* begin Record set *

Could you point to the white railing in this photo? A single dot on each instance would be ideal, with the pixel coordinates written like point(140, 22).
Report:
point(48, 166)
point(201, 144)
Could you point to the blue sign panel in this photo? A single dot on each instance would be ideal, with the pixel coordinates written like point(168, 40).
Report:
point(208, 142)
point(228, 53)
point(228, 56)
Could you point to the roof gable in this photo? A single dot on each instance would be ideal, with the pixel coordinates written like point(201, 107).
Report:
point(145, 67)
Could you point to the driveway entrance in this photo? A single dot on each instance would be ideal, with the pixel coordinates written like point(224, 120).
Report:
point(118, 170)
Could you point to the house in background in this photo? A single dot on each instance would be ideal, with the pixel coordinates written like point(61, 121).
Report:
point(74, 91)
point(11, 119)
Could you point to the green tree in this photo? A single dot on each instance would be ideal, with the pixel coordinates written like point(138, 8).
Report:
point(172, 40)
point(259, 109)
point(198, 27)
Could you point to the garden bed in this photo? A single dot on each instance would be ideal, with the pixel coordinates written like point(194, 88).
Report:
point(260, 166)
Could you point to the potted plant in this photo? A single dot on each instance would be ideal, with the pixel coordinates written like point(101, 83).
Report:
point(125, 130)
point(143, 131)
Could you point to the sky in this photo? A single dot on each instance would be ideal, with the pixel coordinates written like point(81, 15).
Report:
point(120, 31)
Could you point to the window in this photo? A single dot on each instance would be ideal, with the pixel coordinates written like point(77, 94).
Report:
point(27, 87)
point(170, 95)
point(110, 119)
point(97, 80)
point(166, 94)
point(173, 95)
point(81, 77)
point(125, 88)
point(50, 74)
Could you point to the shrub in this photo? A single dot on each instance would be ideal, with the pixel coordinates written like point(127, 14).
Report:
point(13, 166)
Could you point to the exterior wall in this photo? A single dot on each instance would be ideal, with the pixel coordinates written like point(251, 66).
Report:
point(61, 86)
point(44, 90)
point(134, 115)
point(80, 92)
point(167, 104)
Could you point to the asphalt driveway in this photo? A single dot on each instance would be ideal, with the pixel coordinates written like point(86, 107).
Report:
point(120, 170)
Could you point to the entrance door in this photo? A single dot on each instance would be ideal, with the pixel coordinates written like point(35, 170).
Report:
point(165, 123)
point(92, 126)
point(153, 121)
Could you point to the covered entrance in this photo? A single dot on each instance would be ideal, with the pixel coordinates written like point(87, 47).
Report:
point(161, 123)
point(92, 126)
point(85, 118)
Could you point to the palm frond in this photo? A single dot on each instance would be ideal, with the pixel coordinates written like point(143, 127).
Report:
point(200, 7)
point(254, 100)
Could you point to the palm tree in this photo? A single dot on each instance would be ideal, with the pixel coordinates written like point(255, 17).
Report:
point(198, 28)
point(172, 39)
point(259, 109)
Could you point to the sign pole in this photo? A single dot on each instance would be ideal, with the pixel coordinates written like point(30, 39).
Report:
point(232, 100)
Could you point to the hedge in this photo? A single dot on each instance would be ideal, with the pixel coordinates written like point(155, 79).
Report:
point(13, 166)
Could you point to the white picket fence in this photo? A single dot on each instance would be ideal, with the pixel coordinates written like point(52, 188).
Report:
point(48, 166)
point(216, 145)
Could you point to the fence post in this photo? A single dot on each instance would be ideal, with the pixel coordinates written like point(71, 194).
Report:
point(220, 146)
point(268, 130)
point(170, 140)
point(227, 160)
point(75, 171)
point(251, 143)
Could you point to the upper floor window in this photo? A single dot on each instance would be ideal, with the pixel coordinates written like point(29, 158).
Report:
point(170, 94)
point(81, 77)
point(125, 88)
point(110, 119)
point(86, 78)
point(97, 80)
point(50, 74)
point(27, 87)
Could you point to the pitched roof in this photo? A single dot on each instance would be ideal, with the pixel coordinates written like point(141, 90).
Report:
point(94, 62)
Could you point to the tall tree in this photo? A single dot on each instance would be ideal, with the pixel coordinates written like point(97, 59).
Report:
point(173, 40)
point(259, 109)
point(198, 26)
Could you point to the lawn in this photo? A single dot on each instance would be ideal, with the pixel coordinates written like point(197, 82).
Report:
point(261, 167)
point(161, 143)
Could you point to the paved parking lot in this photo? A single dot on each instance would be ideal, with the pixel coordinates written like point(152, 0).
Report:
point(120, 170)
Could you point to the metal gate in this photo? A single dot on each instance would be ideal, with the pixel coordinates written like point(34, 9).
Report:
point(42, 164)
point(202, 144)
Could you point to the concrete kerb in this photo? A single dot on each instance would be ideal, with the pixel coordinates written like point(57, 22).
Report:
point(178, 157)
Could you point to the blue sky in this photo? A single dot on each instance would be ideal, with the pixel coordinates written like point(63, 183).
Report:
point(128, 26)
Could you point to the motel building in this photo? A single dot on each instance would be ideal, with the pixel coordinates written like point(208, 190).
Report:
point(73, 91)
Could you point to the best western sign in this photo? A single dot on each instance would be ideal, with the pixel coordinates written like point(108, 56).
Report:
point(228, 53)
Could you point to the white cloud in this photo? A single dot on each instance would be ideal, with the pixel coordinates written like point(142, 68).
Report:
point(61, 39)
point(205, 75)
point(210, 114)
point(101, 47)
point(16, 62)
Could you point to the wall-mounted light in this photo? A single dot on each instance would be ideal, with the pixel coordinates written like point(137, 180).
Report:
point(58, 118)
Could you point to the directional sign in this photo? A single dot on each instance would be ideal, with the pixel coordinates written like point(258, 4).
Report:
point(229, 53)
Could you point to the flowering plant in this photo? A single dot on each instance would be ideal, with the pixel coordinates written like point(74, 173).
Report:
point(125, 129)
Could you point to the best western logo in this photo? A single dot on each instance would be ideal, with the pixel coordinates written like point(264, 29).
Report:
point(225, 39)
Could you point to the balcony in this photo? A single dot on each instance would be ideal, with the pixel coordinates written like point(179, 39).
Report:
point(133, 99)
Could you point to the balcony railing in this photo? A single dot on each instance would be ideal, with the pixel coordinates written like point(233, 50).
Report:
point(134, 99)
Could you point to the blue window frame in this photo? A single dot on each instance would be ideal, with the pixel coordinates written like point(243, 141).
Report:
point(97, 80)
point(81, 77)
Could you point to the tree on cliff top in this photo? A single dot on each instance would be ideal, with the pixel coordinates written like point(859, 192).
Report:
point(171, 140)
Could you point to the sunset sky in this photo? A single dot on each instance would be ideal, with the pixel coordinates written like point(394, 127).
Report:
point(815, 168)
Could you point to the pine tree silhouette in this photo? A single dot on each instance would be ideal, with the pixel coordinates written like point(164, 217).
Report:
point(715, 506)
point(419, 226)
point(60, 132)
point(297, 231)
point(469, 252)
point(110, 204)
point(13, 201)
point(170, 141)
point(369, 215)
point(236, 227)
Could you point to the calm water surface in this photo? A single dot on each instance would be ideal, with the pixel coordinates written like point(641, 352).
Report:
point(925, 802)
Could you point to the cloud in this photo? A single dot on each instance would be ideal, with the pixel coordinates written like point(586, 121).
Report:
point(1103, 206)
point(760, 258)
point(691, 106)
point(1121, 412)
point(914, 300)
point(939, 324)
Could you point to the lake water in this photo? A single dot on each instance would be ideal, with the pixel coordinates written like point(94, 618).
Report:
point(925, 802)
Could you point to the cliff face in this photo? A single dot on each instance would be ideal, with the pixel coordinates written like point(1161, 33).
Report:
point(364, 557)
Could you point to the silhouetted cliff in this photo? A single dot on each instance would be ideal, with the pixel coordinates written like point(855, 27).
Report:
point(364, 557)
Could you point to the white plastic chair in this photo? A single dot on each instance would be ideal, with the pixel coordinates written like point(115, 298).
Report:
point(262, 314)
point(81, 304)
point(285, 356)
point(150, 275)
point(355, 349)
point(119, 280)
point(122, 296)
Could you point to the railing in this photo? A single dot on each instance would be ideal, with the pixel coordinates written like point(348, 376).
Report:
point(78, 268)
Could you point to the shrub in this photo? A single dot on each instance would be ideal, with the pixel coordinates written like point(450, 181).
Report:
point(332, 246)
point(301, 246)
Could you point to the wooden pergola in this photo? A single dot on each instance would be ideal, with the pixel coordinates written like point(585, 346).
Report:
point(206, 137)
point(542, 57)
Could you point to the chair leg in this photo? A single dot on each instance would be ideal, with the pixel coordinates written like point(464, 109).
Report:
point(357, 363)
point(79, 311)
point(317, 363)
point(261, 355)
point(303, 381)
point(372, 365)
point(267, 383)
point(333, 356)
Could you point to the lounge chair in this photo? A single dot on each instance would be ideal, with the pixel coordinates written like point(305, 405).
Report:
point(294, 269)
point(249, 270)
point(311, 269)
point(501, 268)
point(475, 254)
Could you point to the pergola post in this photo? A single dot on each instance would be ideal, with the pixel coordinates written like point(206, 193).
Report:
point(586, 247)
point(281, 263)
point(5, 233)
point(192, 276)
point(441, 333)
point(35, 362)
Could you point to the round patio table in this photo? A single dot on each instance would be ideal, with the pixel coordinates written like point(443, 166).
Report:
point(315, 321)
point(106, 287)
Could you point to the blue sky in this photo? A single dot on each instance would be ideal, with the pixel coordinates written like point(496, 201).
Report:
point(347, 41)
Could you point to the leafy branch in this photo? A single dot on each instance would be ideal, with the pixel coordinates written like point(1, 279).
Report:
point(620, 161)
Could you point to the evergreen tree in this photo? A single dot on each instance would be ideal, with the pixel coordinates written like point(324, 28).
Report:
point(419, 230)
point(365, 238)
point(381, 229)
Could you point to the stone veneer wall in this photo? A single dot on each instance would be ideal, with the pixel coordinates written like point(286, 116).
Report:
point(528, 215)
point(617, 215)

* end Record set *

Requirement: Could you lay out the part of the records above that opens with the line containing "Could you point to the pine" and closes with the line containing "point(939, 324)", both included, as a JSON list of strings with one string per line and blank lines left out?

Answer to this problem:
[
  "Could you point to the pine tree silhouette in this photo? A single dot on each instance would be ideal, with the pixel coordinates written like point(164, 217).",
  "Report:",
  "point(715, 506)",
  "point(419, 226)",
  "point(60, 132)",
  "point(297, 231)",
  "point(469, 252)",
  "point(110, 204)",
  "point(13, 201)",
  "point(170, 141)",
  "point(369, 215)",
  "point(236, 227)",
  "Could you point to the calm water surface in this photo? A single dot on each instance would be ideal, with the pixel coordinates written like point(641, 352).",
  "Report:",
  "point(925, 802)",
  "Could you point to the cloud in this photo? A single dot on each instance would be ideal, with the pixel coordinates written like point(586, 121).",
  "Report:",
  "point(1103, 206)",
  "point(760, 258)",
  "point(691, 106)",
  "point(1121, 412)",
  "point(914, 300)",
  "point(939, 324)"
]